***** THE DATA *****

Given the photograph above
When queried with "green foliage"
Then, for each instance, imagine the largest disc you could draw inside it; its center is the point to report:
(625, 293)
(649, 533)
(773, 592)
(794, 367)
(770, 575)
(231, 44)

*****

Exactly as they appear, print the lines from the one holding "Then, for each" through the final line of the entries, and no others.

ANSWER TO THIS EXERCISE
Then, for each instance, imagine the largest disc you could draw inside it; its center is the point to report:
(625, 293)
(649, 533)
(773, 592)
(794, 367)
(770, 575)
(231, 44)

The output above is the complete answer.